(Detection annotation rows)
┏━━
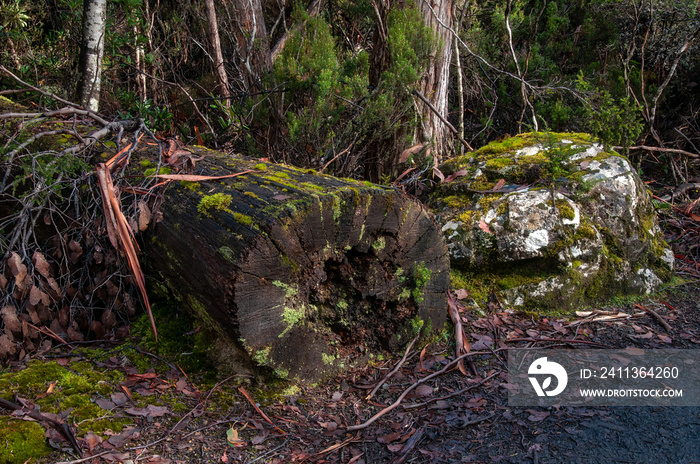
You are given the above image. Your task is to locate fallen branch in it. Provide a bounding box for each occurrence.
[411,89,474,151]
[503,338,612,348]
[238,387,287,435]
[0,398,83,458]
[345,351,491,432]
[447,292,477,375]
[611,145,700,158]
[634,304,673,333]
[365,337,418,400]
[403,371,501,410]
[0,64,109,126]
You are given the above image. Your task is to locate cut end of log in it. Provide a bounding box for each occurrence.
[146,150,449,382]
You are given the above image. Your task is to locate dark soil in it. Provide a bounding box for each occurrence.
[2,285,700,464]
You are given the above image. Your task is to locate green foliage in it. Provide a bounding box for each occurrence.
┗━━
Give back all of the rows above word for word, but leave out the pictures.

*Expected output*.
You are given the above image. Your task is to locate fallen branch in it. Provide a bounding box for each occurrence.
[411,89,474,151]
[503,338,612,348]
[238,387,287,435]
[0,398,83,458]
[345,351,491,432]
[447,292,477,375]
[611,145,700,158]
[634,304,673,333]
[365,337,418,400]
[403,371,501,410]
[0,64,109,126]
You are given the above image. Your task is to locate cut end of log in it. Provide a bounding box for each occurrence.
[146,150,449,382]
You are given the above image. Your task is to locate dark soil in it. Provide a bounding box for each occurrence.
[2,285,700,464]
You are given the above image. Your task is to locate green foliage in it. Provide a bounding box for each occurrence.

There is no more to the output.